In the listing below, locate the lines that hold the string "cave". Copy those lines.

=== Begin Enclosure ===

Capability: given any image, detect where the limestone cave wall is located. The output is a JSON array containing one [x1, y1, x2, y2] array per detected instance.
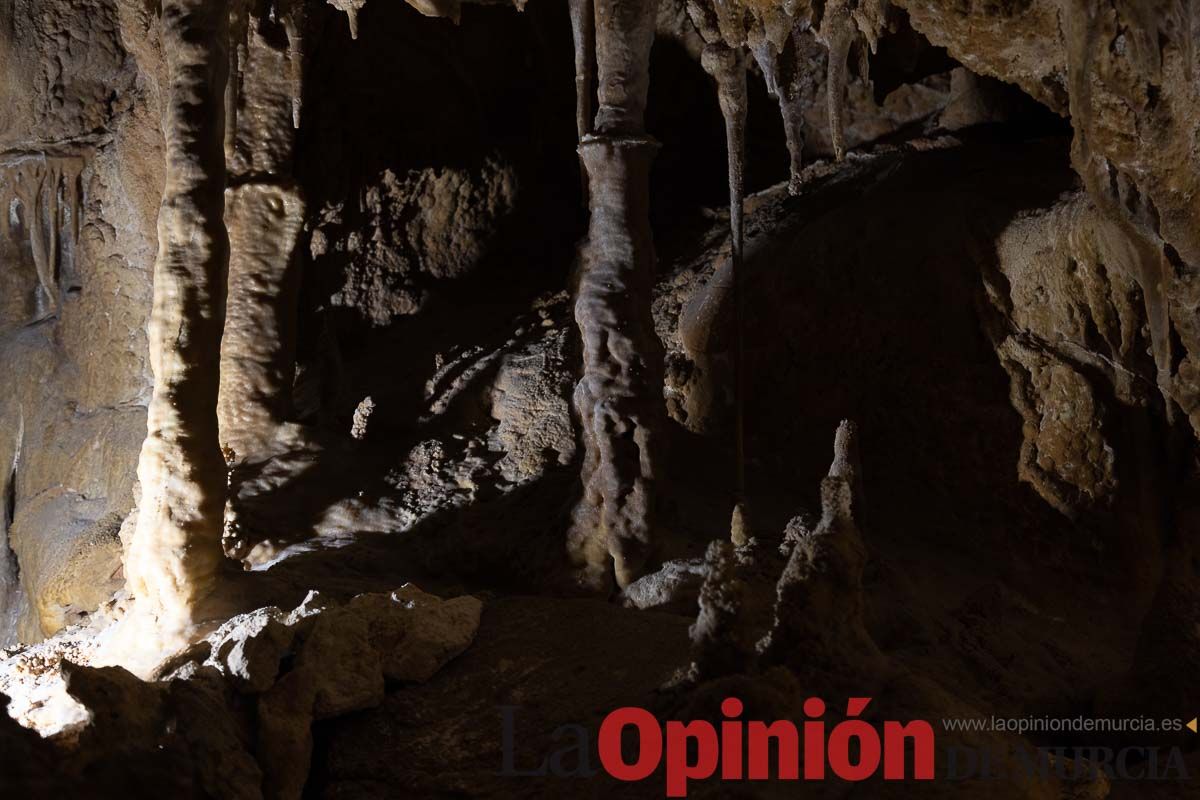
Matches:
[[1, 1, 1198, 798]]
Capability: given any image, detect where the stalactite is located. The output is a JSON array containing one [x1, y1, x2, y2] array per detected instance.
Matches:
[[751, 30, 809, 194], [406, 0, 463, 23], [568, 0, 595, 142], [0, 155, 84, 318], [225, 0, 251, 165], [217, 185, 304, 457], [819, 0, 853, 162], [699, 43, 750, 544], [328, 0, 365, 40], [568, 0, 663, 590], [569, 0, 595, 200], [281, 1, 306, 129], [1062, 0, 1174, 417], [122, 0, 231, 651], [1058, 0, 1200, 717], [214, 1, 308, 500], [592, 0, 659, 135]]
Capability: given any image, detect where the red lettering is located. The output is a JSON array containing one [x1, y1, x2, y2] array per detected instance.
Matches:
[[598, 707, 662, 782], [665, 720, 719, 797], [828, 720, 881, 781], [747, 720, 799, 779], [883, 720, 935, 779], [721, 698, 743, 779]]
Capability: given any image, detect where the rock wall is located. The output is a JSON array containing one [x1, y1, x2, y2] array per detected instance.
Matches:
[[0, 0, 155, 643]]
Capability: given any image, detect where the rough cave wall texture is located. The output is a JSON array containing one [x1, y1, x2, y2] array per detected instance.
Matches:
[[0, 0, 152, 642], [5, 0, 1200, 797], [0, 0, 579, 641], [0, 0, 952, 643]]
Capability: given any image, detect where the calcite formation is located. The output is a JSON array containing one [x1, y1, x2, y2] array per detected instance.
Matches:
[[122, 0, 231, 643], [568, 0, 666, 590], [4, 0, 1200, 795], [0, 155, 83, 320]]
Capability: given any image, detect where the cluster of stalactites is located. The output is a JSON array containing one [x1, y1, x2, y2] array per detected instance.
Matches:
[[685, 0, 887, 181], [226, 0, 307, 154], [323, 0, 532, 41], [0, 155, 84, 319]]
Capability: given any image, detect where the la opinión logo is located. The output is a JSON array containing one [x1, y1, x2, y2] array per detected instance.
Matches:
[[499, 696, 935, 797]]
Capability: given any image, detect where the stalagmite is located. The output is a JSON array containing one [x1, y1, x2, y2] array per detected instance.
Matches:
[[568, 0, 663, 590], [688, 538, 747, 678], [760, 420, 880, 673], [122, 0, 231, 649]]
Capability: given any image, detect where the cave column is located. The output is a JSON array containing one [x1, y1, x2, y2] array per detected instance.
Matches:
[[124, 0, 230, 632], [568, 0, 663, 590]]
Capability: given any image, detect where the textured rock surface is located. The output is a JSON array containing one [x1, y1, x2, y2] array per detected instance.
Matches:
[[122, 0, 231, 641], [314, 160, 518, 328], [566, 0, 666, 595], [0, 585, 480, 798], [4, 0, 1200, 797]]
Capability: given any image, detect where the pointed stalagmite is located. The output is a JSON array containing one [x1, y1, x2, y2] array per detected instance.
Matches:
[[124, 0, 231, 640], [761, 420, 880, 673], [569, 0, 663, 590]]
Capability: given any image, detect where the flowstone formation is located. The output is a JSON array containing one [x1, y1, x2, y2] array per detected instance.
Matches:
[[121, 0, 231, 653]]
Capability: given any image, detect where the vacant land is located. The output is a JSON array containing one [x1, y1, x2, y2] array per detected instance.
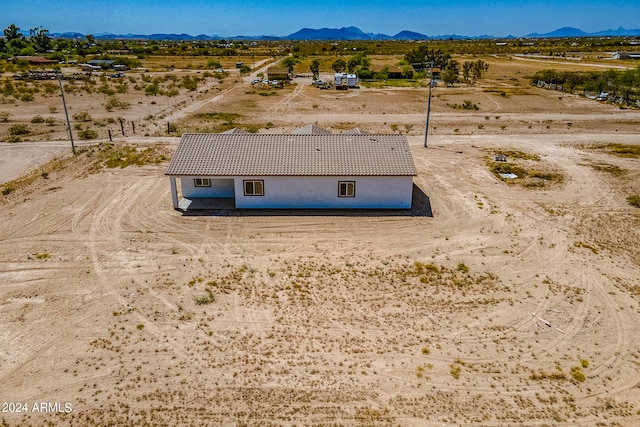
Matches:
[[1, 54, 640, 426]]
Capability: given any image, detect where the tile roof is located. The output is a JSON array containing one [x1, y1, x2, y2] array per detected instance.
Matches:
[[292, 124, 332, 135], [166, 133, 417, 177], [343, 128, 373, 135]]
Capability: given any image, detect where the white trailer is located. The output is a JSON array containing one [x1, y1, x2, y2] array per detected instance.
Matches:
[[334, 73, 347, 90], [347, 73, 358, 88]]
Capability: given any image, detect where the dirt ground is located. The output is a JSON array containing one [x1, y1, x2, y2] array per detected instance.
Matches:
[[1, 55, 640, 426]]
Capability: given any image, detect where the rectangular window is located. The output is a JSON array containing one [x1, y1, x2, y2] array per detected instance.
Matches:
[[244, 180, 264, 196], [194, 178, 211, 187], [338, 181, 355, 197]]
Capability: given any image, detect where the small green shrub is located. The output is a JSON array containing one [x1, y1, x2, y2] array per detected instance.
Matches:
[[78, 129, 98, 140], [72, 111, 92, 122], [30, 115, 45, 123], [105, 96, 130, 112], [9, 124, 30, 135], [450, 364, 461, 379], [628, 194, 640, 208], [457, 262, 469, 273], [570, 366, 586, 382], [194, 288, 215, 305]]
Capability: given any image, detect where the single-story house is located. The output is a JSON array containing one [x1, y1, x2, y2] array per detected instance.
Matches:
[[370, 64, 405, 79], [166, 133, 417, 210], [267, 67, 289, 81], [10, 56, 58, 65]]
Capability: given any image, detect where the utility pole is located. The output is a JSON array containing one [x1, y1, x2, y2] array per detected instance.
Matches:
[[58, 73, 76, 155], [424, 60, 434, 148]]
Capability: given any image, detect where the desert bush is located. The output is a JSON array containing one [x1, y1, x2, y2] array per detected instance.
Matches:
[[206, 59, 222, 69], [145, 83, 159, 96], [30, 115, 45, 123], [72, 111, 92, 122], [19, 93, 34, 102], [42, 82, 57, 95], [194, 288, 215, 305], [457, 262, 469, 273], [0, 111, 12, 122], [9, 124, 30, 135], [99, 84, 115, 96], [627, 194, 640, 208], [450, 364, 461, 379], [570, 366, 586, 382], [78, 128, 98, 140], [45, 117, 56, 126], [182, 76, 198, 91], [104, 96, 130, 112]]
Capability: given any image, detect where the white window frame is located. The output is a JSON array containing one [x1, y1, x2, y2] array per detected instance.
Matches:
[[243, 180, 264, 196], [194, 178, 211, 187], [338, 181, 355, 197]]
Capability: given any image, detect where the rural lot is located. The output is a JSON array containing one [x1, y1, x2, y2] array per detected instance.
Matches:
[[1, 52, 640, 426]]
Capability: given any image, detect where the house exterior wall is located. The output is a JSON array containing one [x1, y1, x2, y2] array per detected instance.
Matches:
[[233, 176, 413, 209], [181, 177, 234, 198]]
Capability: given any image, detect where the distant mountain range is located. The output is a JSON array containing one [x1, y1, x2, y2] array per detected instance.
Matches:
[[49, 26, 640, 41]]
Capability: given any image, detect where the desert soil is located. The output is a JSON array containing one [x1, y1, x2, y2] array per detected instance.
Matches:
[[1, 56, 640, 426]]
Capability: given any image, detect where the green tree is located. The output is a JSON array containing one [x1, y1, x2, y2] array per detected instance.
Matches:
[[441, 68, 457, 86], [331, 59, 346, 73], [29, 27, 51, 53], [471, 60, 488, 81], [4, 24, 21, 41], [375, 66, 389, 81], [280, 56, 298, 74], [347, 53, 370, 73], [401, 64, 414, 79], [310, 59, 320, 80], [206, 58, 222, 69], [404, 44, 451, 69]]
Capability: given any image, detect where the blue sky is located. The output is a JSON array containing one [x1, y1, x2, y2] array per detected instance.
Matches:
[[3, 0, 639, 37]]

=== End Enclosure ===

• _Answer to the problem_
Capability: given any image, detect where the limestone cave wall is located. The output is a JSON array containing one [x1, y1, x2, y2] array per detected instance.
Capability: given any image, detect where the rough cave wall texture is located. The output is a JSON array containing one [x1, y1, x2, y2] array per detected instance.
Capability: given any image, detect where the cave column is located. The output is a JSON array containing one [x1, y1, x2, y2] array per detected instance.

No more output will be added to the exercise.